• WRITTEN TASK:
Return the lines beginning at the one that contains "Tag the farm" and continuing to the end of the entries, including both ends, exactly as written and nothing else.

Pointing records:
[start]

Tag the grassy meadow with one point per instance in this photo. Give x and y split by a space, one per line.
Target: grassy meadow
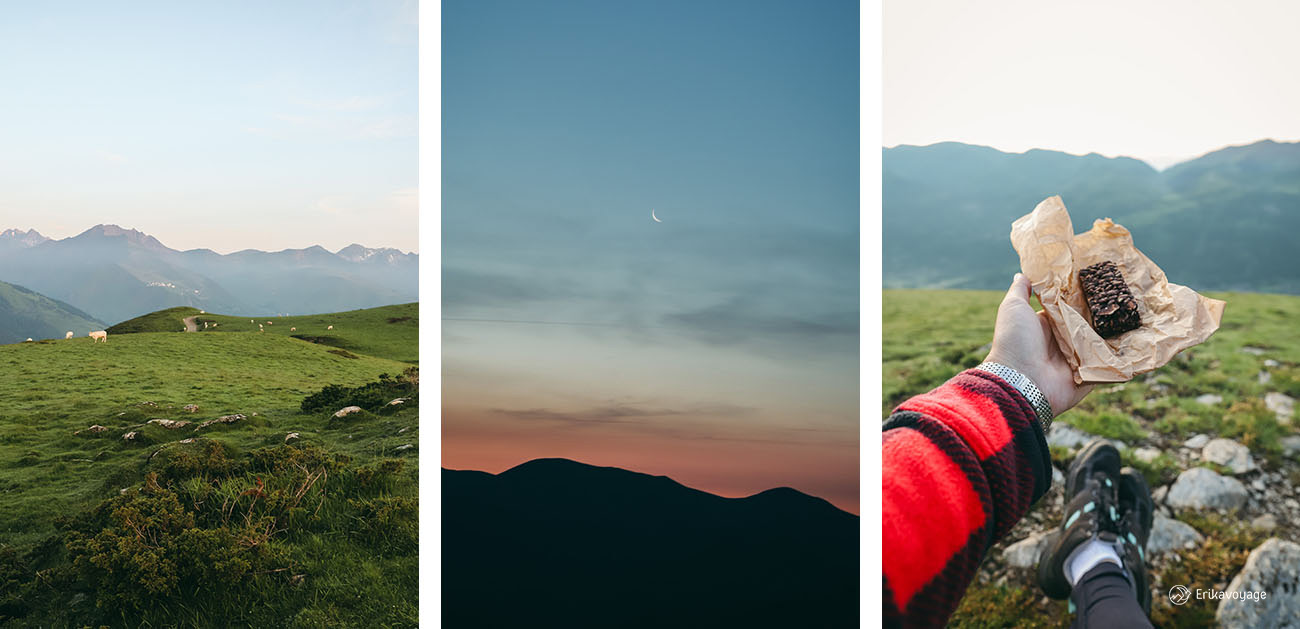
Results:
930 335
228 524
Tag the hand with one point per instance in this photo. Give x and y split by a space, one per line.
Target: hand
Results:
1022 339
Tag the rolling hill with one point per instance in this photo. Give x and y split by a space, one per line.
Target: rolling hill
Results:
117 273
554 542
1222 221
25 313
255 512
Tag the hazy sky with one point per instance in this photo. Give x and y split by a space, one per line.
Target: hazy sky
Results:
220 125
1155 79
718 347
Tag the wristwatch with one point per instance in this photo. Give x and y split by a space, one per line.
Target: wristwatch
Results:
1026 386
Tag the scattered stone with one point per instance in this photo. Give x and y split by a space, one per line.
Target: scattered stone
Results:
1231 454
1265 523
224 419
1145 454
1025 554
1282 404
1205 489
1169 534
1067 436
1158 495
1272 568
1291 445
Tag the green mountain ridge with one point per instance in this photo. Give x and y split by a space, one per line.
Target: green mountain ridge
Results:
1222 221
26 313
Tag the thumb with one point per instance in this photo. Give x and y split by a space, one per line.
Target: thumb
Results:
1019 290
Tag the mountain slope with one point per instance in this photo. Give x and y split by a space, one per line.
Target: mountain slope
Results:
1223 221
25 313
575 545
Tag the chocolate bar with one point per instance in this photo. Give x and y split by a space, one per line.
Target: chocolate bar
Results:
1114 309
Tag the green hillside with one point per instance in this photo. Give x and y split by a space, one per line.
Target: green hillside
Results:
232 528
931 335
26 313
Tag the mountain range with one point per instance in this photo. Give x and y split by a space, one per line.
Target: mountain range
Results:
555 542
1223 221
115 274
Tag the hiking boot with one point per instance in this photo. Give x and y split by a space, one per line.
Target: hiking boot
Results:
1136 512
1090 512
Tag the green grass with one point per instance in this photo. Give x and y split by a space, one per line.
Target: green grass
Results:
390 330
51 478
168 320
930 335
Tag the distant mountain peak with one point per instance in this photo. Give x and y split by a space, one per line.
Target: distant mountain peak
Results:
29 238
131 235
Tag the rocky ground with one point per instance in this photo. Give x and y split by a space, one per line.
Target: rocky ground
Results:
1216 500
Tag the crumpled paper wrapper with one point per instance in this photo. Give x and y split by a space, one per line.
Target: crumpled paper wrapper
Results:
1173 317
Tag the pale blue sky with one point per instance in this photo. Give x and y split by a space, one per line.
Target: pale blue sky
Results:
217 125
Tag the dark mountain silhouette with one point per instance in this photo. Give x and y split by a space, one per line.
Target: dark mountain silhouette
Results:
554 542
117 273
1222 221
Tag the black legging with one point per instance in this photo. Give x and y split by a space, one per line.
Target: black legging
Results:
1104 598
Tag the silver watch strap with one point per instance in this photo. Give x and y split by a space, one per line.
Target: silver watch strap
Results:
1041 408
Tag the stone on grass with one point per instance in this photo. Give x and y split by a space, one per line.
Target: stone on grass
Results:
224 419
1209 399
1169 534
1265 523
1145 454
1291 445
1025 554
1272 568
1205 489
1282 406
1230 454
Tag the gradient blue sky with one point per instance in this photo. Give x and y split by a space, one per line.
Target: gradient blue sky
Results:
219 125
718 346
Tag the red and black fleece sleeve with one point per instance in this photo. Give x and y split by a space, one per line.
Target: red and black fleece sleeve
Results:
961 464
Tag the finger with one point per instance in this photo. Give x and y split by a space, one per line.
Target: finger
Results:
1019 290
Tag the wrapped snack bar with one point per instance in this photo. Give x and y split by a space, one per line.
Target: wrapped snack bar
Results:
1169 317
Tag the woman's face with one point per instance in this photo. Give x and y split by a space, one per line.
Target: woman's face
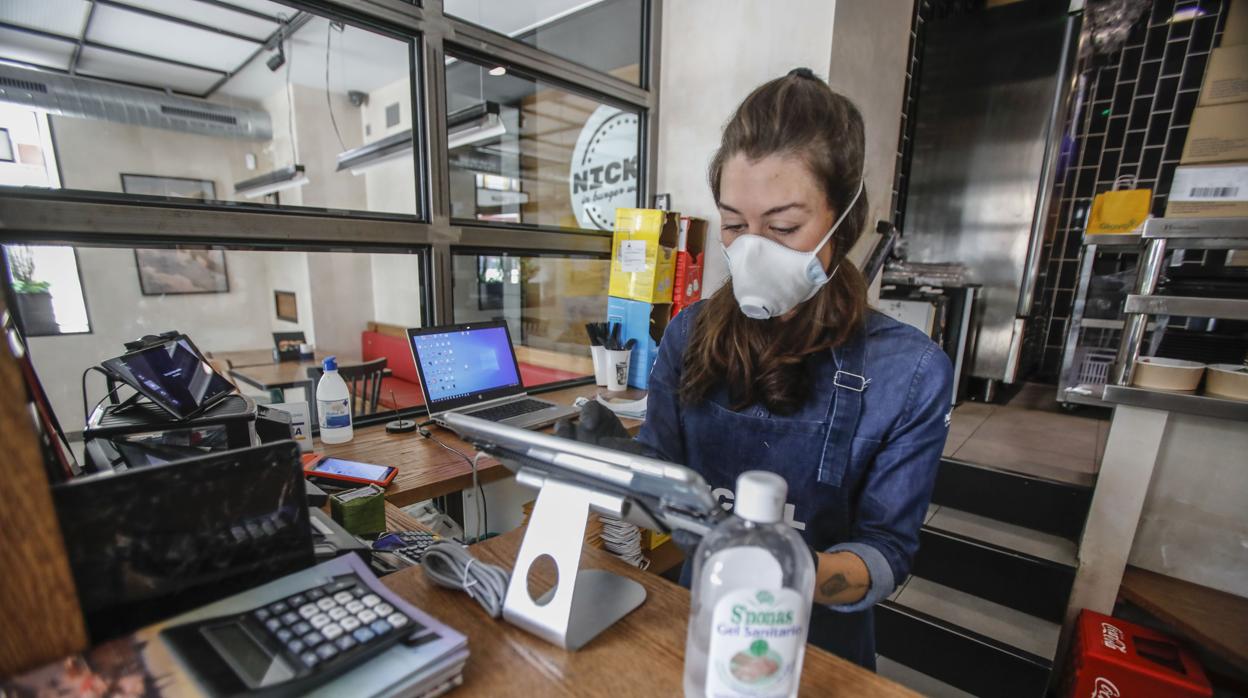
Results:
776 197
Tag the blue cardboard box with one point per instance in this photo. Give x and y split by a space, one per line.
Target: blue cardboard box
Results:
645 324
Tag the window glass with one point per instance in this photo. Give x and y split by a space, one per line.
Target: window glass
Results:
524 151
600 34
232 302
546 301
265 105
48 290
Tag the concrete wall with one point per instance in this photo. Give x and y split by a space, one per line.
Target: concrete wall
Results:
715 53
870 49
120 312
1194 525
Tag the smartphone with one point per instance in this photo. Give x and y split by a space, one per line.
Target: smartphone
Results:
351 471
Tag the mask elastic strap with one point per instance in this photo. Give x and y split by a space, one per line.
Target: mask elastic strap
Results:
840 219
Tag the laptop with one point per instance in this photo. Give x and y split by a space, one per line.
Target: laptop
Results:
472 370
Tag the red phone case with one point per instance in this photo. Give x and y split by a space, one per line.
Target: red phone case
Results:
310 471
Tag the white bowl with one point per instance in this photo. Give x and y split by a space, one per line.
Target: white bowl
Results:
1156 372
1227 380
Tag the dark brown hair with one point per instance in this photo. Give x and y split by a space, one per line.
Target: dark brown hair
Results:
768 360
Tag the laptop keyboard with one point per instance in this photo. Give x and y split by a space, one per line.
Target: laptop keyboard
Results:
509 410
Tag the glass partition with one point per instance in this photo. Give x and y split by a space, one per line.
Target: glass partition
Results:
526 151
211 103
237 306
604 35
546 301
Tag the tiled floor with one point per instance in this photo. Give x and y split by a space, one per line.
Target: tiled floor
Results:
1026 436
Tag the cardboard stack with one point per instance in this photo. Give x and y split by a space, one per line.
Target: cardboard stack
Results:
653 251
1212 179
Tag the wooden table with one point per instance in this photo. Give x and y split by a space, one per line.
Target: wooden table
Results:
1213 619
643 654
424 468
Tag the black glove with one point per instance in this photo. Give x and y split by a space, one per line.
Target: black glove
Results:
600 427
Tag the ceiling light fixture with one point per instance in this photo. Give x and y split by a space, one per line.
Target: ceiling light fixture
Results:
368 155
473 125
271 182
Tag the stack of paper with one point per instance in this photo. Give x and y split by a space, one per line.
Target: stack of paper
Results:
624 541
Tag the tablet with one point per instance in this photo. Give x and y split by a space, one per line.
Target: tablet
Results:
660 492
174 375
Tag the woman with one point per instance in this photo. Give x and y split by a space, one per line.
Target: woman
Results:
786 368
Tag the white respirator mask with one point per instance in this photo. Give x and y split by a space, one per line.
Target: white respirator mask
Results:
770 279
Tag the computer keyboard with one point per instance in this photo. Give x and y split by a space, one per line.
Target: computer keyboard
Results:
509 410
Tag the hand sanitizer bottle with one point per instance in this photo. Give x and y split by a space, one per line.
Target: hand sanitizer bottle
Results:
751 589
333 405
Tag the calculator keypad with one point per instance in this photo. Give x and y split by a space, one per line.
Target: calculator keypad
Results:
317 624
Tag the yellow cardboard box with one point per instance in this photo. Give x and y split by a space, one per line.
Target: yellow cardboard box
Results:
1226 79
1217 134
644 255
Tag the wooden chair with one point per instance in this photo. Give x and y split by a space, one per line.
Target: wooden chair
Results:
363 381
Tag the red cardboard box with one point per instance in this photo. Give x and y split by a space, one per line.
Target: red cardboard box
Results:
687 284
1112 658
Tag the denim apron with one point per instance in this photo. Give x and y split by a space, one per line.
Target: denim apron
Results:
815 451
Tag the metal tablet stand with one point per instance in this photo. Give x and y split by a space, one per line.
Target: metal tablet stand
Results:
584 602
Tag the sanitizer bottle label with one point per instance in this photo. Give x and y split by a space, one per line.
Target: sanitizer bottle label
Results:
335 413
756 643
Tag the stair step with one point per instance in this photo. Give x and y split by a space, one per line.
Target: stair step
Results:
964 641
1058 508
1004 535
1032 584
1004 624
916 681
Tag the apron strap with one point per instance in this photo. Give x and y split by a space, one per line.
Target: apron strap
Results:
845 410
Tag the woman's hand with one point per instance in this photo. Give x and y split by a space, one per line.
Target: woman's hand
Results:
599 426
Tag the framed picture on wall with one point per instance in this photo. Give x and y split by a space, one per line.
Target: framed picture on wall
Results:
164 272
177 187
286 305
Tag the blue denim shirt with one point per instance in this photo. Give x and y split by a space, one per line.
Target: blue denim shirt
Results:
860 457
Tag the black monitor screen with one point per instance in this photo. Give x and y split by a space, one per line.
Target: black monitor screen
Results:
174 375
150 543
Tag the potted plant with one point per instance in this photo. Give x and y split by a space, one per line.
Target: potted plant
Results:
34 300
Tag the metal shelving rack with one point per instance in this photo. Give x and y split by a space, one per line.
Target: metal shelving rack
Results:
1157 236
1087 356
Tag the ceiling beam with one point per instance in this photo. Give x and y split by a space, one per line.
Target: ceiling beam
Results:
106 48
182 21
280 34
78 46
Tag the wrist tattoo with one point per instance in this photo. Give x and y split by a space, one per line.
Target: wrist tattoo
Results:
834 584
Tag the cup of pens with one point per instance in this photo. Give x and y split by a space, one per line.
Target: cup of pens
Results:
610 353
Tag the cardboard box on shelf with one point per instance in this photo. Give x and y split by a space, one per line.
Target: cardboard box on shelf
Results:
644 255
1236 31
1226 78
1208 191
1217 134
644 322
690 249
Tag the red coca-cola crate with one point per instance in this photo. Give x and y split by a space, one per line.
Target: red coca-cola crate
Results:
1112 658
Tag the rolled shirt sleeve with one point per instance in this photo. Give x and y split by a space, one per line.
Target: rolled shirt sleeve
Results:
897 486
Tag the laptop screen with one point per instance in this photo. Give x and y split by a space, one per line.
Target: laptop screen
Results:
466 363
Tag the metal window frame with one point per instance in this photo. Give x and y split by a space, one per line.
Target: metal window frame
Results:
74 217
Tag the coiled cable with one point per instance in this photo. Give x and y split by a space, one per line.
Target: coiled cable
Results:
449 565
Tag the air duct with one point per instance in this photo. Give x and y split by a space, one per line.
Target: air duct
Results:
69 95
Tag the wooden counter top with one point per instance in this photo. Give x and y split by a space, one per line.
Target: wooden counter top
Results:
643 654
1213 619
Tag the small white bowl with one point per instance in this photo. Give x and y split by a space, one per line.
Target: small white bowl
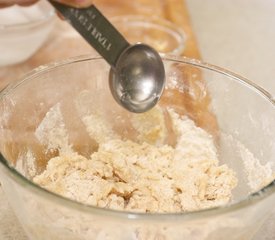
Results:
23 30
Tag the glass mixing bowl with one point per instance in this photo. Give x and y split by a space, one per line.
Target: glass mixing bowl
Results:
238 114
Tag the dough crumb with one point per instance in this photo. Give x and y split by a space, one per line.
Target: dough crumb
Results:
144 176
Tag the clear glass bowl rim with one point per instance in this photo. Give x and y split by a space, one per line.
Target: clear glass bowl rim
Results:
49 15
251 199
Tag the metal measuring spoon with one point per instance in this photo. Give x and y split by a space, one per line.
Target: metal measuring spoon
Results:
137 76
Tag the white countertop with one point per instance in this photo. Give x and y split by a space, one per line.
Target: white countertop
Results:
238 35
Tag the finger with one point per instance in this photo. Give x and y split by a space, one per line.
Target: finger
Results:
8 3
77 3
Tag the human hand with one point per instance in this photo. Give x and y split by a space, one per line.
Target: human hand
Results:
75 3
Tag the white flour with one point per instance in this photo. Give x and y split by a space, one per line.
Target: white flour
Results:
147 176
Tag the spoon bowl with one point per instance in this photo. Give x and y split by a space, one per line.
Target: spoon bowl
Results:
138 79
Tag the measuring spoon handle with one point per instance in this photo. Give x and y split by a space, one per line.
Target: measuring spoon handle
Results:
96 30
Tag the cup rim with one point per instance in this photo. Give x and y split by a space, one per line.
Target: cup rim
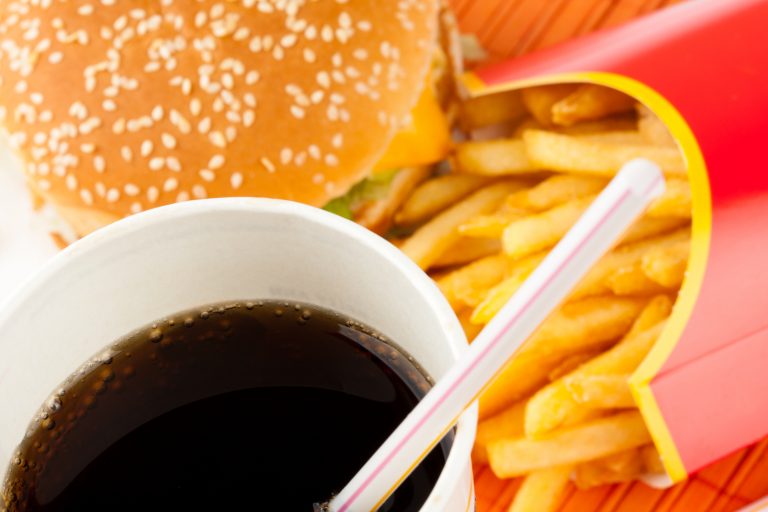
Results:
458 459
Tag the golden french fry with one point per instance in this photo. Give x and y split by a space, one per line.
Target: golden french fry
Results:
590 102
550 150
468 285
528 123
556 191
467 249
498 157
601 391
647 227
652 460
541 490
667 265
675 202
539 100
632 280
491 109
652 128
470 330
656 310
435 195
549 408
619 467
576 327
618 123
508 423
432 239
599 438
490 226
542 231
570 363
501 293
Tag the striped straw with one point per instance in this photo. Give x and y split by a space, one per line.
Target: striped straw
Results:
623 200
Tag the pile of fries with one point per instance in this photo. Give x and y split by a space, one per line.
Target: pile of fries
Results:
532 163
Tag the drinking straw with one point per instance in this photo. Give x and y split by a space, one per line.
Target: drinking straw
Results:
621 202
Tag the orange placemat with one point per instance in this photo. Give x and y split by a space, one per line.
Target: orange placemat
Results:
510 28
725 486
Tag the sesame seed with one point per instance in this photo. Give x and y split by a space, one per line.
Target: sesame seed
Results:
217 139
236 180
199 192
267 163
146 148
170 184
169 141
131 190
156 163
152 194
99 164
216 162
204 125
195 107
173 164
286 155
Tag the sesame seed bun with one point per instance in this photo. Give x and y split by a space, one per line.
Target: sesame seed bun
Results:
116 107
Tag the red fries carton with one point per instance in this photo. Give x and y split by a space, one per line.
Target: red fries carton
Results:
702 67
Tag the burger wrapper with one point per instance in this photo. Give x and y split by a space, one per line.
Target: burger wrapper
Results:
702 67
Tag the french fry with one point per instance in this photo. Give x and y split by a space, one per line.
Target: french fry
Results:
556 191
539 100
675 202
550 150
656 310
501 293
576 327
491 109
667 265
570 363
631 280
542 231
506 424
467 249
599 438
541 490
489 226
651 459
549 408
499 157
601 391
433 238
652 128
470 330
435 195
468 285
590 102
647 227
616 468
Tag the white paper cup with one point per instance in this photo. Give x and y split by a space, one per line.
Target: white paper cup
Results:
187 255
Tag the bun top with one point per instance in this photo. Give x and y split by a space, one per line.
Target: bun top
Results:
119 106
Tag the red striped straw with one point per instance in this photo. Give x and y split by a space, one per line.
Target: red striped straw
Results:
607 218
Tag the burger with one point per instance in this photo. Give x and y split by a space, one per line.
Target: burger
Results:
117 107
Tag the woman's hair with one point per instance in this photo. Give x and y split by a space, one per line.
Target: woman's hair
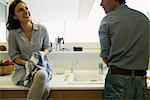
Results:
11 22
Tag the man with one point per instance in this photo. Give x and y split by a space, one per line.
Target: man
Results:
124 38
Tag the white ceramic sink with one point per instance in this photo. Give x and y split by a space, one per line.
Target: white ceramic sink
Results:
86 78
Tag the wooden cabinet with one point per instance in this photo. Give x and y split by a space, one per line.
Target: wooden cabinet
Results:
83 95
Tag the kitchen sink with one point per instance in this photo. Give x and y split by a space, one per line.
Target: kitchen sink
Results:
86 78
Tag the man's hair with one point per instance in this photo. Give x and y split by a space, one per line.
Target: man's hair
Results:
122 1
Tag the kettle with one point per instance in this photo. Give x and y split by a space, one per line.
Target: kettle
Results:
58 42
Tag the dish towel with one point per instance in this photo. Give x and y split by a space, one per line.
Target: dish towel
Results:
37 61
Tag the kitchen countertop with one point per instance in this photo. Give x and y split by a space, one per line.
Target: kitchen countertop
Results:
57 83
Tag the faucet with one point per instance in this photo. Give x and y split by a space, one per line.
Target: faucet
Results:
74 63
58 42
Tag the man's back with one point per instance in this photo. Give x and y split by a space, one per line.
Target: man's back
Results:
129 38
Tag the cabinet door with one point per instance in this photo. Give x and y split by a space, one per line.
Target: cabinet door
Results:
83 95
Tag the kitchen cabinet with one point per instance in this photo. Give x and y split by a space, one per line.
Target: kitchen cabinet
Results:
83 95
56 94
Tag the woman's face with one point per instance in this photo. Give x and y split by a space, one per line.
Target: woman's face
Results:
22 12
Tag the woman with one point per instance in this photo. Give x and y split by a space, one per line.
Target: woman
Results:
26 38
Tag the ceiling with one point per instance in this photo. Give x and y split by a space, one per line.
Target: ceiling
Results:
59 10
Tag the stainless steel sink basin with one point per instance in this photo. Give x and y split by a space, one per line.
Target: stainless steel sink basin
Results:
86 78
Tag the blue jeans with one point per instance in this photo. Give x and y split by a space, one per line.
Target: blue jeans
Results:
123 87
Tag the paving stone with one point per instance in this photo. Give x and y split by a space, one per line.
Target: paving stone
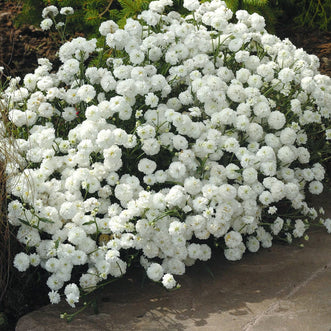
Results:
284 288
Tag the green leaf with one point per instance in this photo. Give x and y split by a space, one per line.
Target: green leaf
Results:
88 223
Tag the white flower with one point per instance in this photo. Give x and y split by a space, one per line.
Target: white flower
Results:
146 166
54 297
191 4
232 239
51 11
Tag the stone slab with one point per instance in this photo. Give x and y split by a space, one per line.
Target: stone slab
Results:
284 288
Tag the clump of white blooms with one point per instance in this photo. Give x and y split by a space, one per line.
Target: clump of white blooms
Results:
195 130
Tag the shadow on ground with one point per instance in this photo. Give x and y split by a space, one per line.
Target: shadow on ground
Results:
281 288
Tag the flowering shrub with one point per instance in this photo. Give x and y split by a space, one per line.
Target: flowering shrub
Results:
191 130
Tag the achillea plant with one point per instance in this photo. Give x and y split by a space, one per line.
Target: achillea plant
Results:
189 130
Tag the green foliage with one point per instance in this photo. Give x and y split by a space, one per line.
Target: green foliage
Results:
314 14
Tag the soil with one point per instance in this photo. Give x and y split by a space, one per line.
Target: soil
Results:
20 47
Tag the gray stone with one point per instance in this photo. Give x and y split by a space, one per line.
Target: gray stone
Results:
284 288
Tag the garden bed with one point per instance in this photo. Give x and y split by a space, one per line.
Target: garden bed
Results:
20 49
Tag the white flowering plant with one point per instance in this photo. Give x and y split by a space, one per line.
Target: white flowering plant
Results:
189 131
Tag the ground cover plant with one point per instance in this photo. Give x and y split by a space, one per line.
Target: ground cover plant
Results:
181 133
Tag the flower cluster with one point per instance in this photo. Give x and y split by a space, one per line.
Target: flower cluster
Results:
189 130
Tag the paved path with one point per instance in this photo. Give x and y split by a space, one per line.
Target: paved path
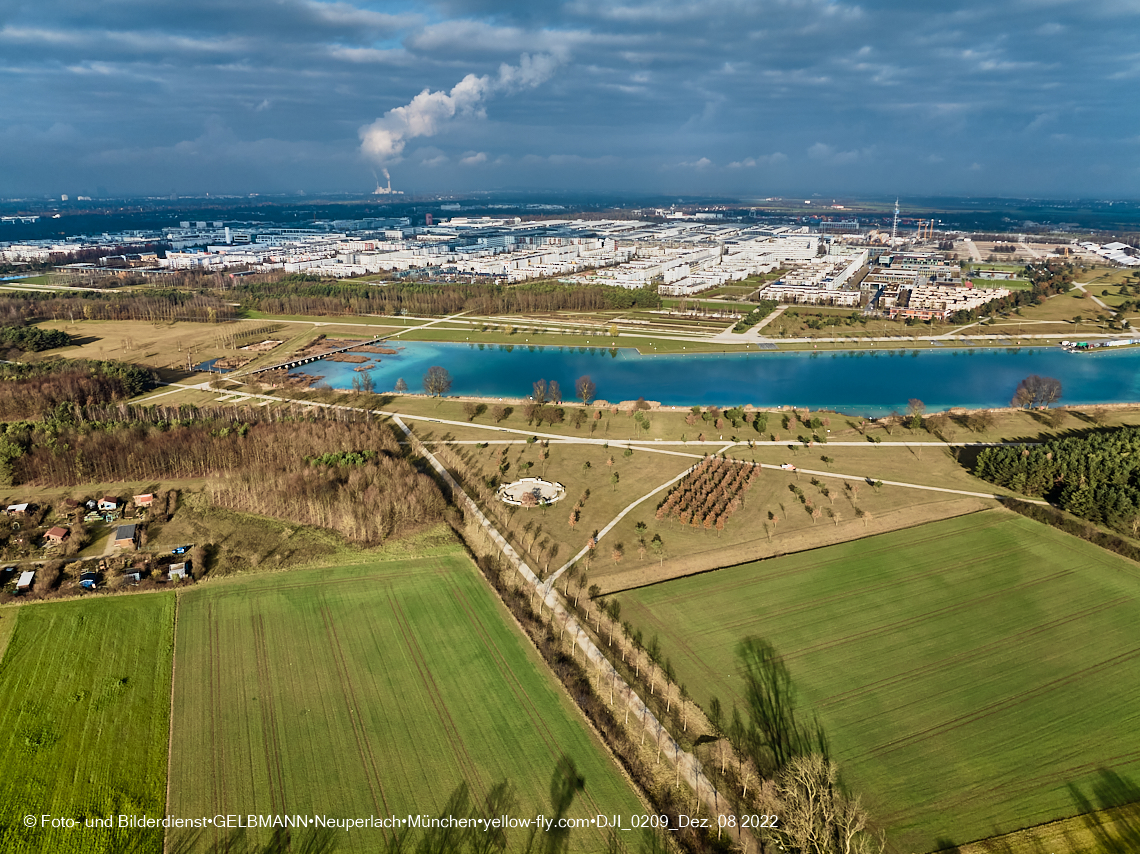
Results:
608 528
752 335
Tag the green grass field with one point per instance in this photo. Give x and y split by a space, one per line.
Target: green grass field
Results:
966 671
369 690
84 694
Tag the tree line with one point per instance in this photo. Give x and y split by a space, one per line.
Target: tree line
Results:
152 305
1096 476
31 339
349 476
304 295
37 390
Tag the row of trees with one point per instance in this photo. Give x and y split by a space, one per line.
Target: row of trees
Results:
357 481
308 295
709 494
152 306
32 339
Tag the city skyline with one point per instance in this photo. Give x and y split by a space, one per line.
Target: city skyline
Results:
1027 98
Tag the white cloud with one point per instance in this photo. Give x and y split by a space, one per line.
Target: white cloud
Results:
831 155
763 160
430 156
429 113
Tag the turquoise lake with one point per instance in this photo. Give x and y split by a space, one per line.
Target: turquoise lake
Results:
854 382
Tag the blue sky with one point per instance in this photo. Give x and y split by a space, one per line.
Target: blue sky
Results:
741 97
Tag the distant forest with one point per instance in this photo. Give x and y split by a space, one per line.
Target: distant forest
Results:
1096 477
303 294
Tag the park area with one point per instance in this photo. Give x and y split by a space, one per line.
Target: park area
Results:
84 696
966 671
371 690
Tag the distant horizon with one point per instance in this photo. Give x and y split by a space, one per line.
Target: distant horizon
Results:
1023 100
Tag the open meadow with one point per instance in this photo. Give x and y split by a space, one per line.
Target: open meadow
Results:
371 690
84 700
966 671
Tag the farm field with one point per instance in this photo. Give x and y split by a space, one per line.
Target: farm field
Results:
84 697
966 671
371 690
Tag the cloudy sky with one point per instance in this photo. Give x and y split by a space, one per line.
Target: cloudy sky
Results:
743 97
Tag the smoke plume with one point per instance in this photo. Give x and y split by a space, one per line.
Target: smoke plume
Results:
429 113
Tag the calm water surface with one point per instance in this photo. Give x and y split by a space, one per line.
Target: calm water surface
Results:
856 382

[end]

• CORRECT OUTPUT:
Tag the farm field with one point per instance in this photo. Give x and y split by a space, one per line.
Target: farm field
Results:
84 697
966 671
371 690
Tag the cloudy sky with one point per instance in this photo. Give x and y split by a space, one per line.
Target: cloudy sky
Results:
743 97
Tag the smoke plume with one point per instance in this photo. Give x and y split by a space, one per line.
Target: smoke plume
Results:
429 113
Tag the calm water surface with one point per instance in this photo. Give x and y split by a space, one per line.
Target: calm water surface
Results:
856 382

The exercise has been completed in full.